Exercise requirements:
Could you please return each line of the data that has the word "head"?

Dataset records:
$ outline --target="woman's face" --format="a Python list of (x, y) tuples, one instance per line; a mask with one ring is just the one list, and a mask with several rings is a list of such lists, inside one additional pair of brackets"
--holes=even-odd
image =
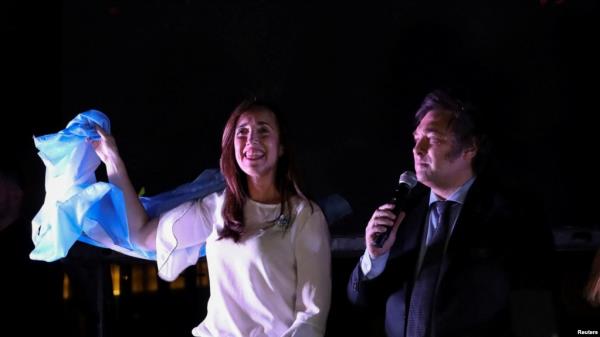
[(265, 109), (244, 112), (235, 126), (234, 147), (237, 164), (248, 176), (275, 177), (283, 148), (273, 112)]

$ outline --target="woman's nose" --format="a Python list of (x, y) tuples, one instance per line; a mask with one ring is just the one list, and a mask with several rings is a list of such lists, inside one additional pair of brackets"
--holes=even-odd
[(252, 143), (258, 142), (258, 135), (256, 134), (255, 131), (248, 132), (248, 138), (246, 139), (246, 142), (248, 144), (252, 144)]

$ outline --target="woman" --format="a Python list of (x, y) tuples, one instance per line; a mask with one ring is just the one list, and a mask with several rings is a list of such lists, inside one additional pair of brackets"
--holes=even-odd
[(592, 261), (590, 276), (583, 289), (583, 296), (591, 306), (600, 306), (600, 249)]
[(330, 305), (329, 233), (319, 207), (296, 185), (276, 111), (242, 102), (221, 143), (224, 191), (149, 219), (114, 139), (98, 127), (94, 149), (124, 193), (132, 239), (156, 250), (174, 278), (206, 243), (208, 313), (195, 336), (322, 336)]

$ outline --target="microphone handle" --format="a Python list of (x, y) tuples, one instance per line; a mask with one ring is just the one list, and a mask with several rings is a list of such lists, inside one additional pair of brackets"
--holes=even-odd
[[(402, 201), (402, 199), (397, 198), (397, 197), (392, 198), (392, 200), (390, 201), (390, 203), (394, 204), (394, 209), (392, 209), (392, 213), (394, 213), (394, 215), (396, 215), (396, 217), (398, 216), (398, 214), (400, 214), (401, 201)], [(385, 243), (385, 241), (390, 237), (390, 233), (392, 232), (393, 227), (394, 226), (385, 226), (385, 232), (381, 232), (379, 235), (377, 235), (375, 237), (375, 240), (374, 240), (375, 247), (377, 247), (377, 248), (383, 247), (383, 244)]]
[[(390, 204), (394, 204), (392, 213), (394, 213), (394, 215), (396, 215), (396, 217), (398, 217), (398, 214), (400, 214), (400, 211), (404, 207), (406, 196), (408, 195), (408, 193), (410, 193), (410, 190), (411, 190), (411, 187), (408, 186), (408, 184), (406, 184), (406, 183), (400, 183), (400, 184), (398, 184), (398, 186), (396, 186), (396, 189), (394, 190), (394, 193), (392, 194), (392, 200), (390, 200), (390, 202), (389, 202)], [(375, 240), (373, 242), (375, 244), (375, 247), (377, 247), (377, 248), (383, 247), (383, 244), (385, 243), (385, 240), (387, 240), (388, 237), (390, 236), (390, 233), (392, 232), (393, 227), (394, 226), (386, 226), (385, 232), (382, 232), (381, 234), (379, 234), (375, 237)]]

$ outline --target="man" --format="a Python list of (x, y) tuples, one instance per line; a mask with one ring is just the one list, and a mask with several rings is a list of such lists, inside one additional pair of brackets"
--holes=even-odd
[[(484, 177), (486, 139), (474, 112), (440, 90), (425, 97), (415, 115), (413, 156), (417, 179), (428, 189), (413, 189), (417, 197), (406, 214), (380, 206), (366, 227), (366, 251), (348, 297), (370, 306), (386, 301), (390, 337), (511, 333), (510, 291), (527, 274), (517, 261), (539, 256), (524, 251), (536, 250), (538, 241)], [(389, 238), (377, 247), (389, 226)]]

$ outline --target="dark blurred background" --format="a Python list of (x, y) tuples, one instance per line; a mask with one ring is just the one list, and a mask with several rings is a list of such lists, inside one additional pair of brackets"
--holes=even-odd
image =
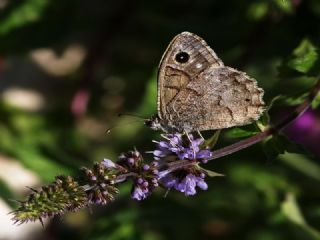
[[(208, 167), (226, 177), (210, 179), (194, 197), (164, 199), (159, 190), (135, 202), (128, 183), (109, 206), (55, 218), (44, 229), (12, 226), (7, 213), (16, 206), (10, 199), (25, 198), (25, 186), (76, 175), (133, 147), (153, 150), (159, 133), (117, 115), (156, 112), (157, 65), (176, 34), (204, 38), (226, 65), (256, 78), (269, 103), (310, 88), (278, 69), (301, 41), (319, 45), (319, 23), (319, 0), (0, 0), (0, 239), (317, 239), (316, 110), (286, 130), (309, 154), (269, 158), (259, 144), (217, 159)], [(290, 111), (279, 108), (271, 119)], [(238, 140), (228, 131), (220, 147)]]

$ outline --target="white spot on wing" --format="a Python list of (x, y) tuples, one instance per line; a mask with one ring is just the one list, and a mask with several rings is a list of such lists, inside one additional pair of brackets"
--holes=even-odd
[(196, 68), (198, 68), (198, 69), (202, 68), (202, 63), (197, 63)]

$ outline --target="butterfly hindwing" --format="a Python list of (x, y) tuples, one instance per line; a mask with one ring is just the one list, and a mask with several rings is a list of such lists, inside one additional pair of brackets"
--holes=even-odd
[(222, 129), (257, 120), (264, 110), (262, 94), (244, 72), (230, 67), (209, 68), (196, 81), (190, 81), (166, 108), (178, 128)]

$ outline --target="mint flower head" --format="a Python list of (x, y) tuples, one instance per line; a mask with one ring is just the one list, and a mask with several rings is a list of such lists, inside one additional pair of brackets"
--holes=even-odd
[(189, 134), (186, 139), (185, 135), (176, 134), (163, 134), (162, 140), (157, 143), (157, 149), (153, 151), (154, 158), (159, 160), (169, 155), (176, 155), (180, 160), (204, 160), (212, 156), (212, 152), (202, 147), (204, 139), (194, 138), (192, 134)]
[[(154, 158), (159, 162), (167, 162), (174, 158), (179, 160), (190, 160), (196, 163), (206, 163), (212, 157), (212, 152), (205, 145), (203, 138), (195, 138), (192, 134), (188, 136), (181, 134), (162, 135), (164, 140), (156, 142), (156, 150), (153, 151)], [(169, 189), (175, 189), (192, 196), (197, 193), (196, 188), (207, 190), (208, 185), (204, 181), (206, 174), (197, 164), (179, 169), (173, 172), (166, 170), (160, 172), (160, 183)]]

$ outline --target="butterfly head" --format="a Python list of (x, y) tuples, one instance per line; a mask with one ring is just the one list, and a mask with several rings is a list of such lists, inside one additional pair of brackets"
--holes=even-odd
[(159, 118), (159, 116), (157, 114), (153, 115), (149, 119), (146, 119), (144, 121), (144, 124), (147, 127), (151, 128), (152, 130), (162, 130), (163, 129), (162, 124), (161, 124), (161, 119)]
[(159, 115), (153, 115), (151, 118), (146, 119), (144, 124), (151, 128), (152, 130), (161, 130), (166, 133), (175, 133), (175, 132), (190, 132), (192, 129), (186, 125), (174, 125), (172, 122), (162, 119)]

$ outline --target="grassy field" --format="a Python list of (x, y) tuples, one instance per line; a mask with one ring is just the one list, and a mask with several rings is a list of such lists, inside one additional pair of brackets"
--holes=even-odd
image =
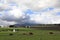
[(12, 30), (13, 28), (0, 28), (0, 40), (60, 40), (60, 31), (28, 28), (16, 28), (16, 32)]

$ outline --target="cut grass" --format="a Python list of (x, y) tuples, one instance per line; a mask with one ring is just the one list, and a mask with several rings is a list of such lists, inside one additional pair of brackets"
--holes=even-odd
[[(9, 31), (2, 31), (3, 29)], [(19, 31), (12, 32), (10, 30), (13, 30), (13, 28), (3, 29), (0, 28), (0, 40), (60, 40), (60, 31), (16, 28)], [(32, 32), (33, 35), (29, 35), (29, 32)], [(54, 34), (49, 34), (49, 32)], [(13, 35), (10, 36), (10, 33)], [(23, 33), (27, 35), (23, 35)]]

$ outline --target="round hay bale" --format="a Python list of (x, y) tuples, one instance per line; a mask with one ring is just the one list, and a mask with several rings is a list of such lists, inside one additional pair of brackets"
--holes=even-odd
[(29, 35), (33, 35), (33, 33), (32, 32), (29, 32)]
[(23, 35), (27, 35), (27, 33), (23, 33)]
[(54, 34), (53, 32), (49, 32), (49, 34)]
[(10, 36), (12, 36), (12, 35), (13, 35), (13, 33), (10, 33), (9, 35), (10, 35)]

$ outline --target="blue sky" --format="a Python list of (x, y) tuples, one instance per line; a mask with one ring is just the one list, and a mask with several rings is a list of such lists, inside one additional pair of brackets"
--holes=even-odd
[(60, 24), (59, 4), (60, 0), (0, 0), (0, 25)]

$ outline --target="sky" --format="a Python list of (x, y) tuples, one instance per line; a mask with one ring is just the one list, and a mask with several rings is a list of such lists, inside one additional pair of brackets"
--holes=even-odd
[(0, 25), (60, 24), (60, 0), (0, 0)]

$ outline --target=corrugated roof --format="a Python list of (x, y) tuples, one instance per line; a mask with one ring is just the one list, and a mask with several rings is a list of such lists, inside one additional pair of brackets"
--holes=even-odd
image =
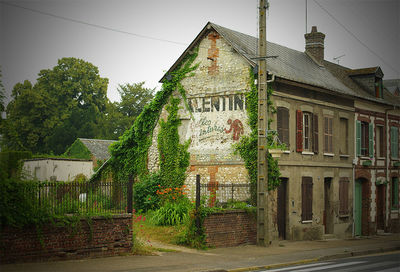
[[(209, 22), (166, 74), (175, 69), (184, 55), (191, 48), (196, 46), (202, 36), (210, 29), (214, 29), (218, 32), (240, 55), (247, 59), (250, 65), (253, 67), (256, 66), (258, 38)], [(267, 42), (267, 56), (277, 56), (267, 59), (267, 69), (269, 73), (277, 77), (320, 87), (343, 95), (360, 97), (380, 103), (394, 103), (390, 94), (390, 99), (377, 99), (352, 82), (349, 74), (357, 70), (351, 70), (343, 66), (335, 66), (335, 64), (328, 61), (324, 61), (324, 65), (321, 66), (305, 52), (300, 52), (272, 42)], [(364, 72), (370, 72), (372, 70), (376, 71), (377, 69), (379, 68), (373, 67), (358, 70), (360, 72), (363, 70), (365, 70)], [(164, 77), (161, 81), (163, 81)], [(395, 102), (395, 104), (398, 105), (398, 102)]]
[(115, 143), (114, 140), (99, 140), (78, 138), (97, 160), (107, 160), (111, 157), (108, 147)]

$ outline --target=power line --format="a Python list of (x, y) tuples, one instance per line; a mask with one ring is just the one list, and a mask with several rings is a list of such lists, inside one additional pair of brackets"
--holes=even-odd
[[(69, 21), (69, 22), (73, 22), (73, 23), (77, 23), (77, 24), (87, 25), (87, 26), (91, 26), (91, 27), (94, 27), (94, 28), (107, 30), (107, 31), (112, 31), (112, 32), (120, 33), (120, 34), (130, 35), (130, 36), (135, 36), (135, 37), (139, 37), (139, 38), (143, 38), (143, 39), (167, 42), (167, 43), (183, 45), (183, 46), (189, 46), (190, 45), (190, 43), (183, 43), (183, 42), (177, 42), (177, 41), (173, 41), (173, 40), (161, 39), (161, 38), (157, 38), (157, 37), (152, 37), (152, 36), (147, 36), (147, 35), (143, 35), (143, 34), (137, 34), (137, 33), (129, 32), (129, 31), (125, 31), (125, 30), (120, 30), (120, 29), (116, 29), (116, 28), (112, 28), (112, 27), (108, 27), (108, 26), (104, 26), (104, 25), (88, 23), (88, 22), (85, 22), (85, 21), (82, 21), (82, 20), (72, 19), (72, 18), (68, 18), (68, 17), (65, 17), (65, 16), (60, 16), (60, 15), (56, 15), (56, 14), (53, 14), (53, 13), (49, 13), (49, 12), (45, 12), (45, 11), (41, 11), (41, 10), (37, 10), (37, 9), (32, 9), (32, 8), (28, 8), (28, 7), (24, 7), (24, 6), (20, 6), (20, 5), (16, 5), (16, 4), (9, 3), (9, 2), (0, 1), (0, 4), (12, 6), (12, 7), (20, 8), (20, 9), (24, 9), (24, 10), (28, 10), (30, 12), (34, 12), (34, 13), (38, 13), (38, 14), (41, 14), (41, 15), (50, 16), (50, 17), (61, 19), (61, 20), (64, 20), (64, 21)], [(199, 46), (199, 48), (209, 49), (208, 47), (204, 47), (204, 46)], [(219, 48), (219, 51), (232, 52), (232, 50), (224, 50), (224, 49), (221, 49), (221, 48)]]
[(184, 45), (184, 46), (188, 45), (187, 43), (183, 43), (183, 42), (166, 40), (166, 39), (161, 39), (161, 38), (157, 38), (157, 37), (151, 37), (151, 36), (147, 36), (147, 35), (137, 34), (137, 33), (129, 32), (129, 31), (119, 30), (119, 29), (116, 29), (116, 28), (107, 27), (107, 26), (103, 26), (103, 25), (88, 23), (88, 22), (85, 22), (85, 21), (72, 19), (72, 18), (56, 15), (56, 14), (53, 14), (53, 13), (44, 12), (44, 11), (41, 11), (41, 10), (20, 6), (20, 5), (14, 4), (14, 3), (10, 3), (10, 2), (1, 1), (0, 3), (3, 4), (3, 5), (12, 6), (12, 7), (16, 7), (16, 8), (20, 8), (20, 9), (24, 9), (24, 10), (28, 10), (28, 11), (39, 13), (39, 14), (42, 14), (42, 15), (47, 15), (47, 16), (50, 16), (50, 17), (54, 17), (54, 18), (57, 18), (57, 19), (64, 20), (64, 21), (74, 22), (74, 23), (77, 23), (77, 24), (87, 25), (87, 26), (91, 26), (91, 27), (95, 27), (95, 28), (99, 28), (99, 29), (103, 29), (103, 30), (108, 30), (108, 31), (113, 31), (113, 32), (121, 33), (121, 34), (126, 34), (126, 35), (130, 35), (130, 36), (135, 36), (135, 37), (139, 37), (139, 38), (143, 38), (143, 39), (156, 40), (156, 41), (161, 41), (161, 42), (168, 42), (168, 43)]
[(354, 39), (356, 39), (361, 45), (363, 45), (369, 52), (371, 52), (373, 55), (375, 55), (377, 58), (379, 58), (384, 64), (386, 64), (389, 68), (391, 68), (393, 71), (395, 71), (397, 74), (399, 74), (399, 71), (396, 68), (394, 68), (388, 62), (386, 62), (381, 56), (379, 56), (377, 53), (375, 53), (375, 51), (373, 51), (371, 48), (369, 48), (368, 45), (366, 45), (356, 35), (354, 35), (344, 24), (342, 24), (338, 19), (336, 19), (336, 17), (333, 16), (325, 7), (323, 7), (320, 3), (318, 3), (317, 0), (314, 0), (314, 3), (316, 3), (323, 11), (325, 11), (336, 23), (338, 23), (344, 30), (346, 30), (347, 33), (349, 33)]

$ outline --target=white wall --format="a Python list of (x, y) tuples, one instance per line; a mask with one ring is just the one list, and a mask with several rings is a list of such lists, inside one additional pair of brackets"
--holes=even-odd
[(25, 160), (22, 170), (26, 179), (72, 181), (78, 174), (90, 178), (93, 174), (93, 162), (71, 159), (33, 159)]

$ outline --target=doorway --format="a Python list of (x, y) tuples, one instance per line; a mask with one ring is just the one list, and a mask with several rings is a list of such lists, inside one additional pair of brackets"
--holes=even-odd
[(325, 234), (333, 233), (333, 210), (331, 205), (332, 178), (324, 179), (324, 218)]
[(281, 178), (281, 184), (278, 187), (278, 234), (279, 239), (286, 240), (286, 219), (287, 219), (287, 178)]
[(376, 186), (376, 228), (378, 230), (385, 229), (385, 188), (380, 184)]
[(354, 230), (356, 236), (368, 235), (369, 199), (367, 186), (368, 181), (366, 179), (356, 180), (354, 193)]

Your solution:
$ outline --target="mint flower head" --format="a Python list of (x, y) tuples, one instance per line; a mask with one ring is just the one list, and a mask with several rings is a list of such lists, inside one additional pair of brackets"
$ outline --target="butterfly head" --format="a Python list of (x, y) tuples, one instance per line; a mask with one ring is just the one list, and a mask with several rings is a list of such lists, inside one additional pair of brackets"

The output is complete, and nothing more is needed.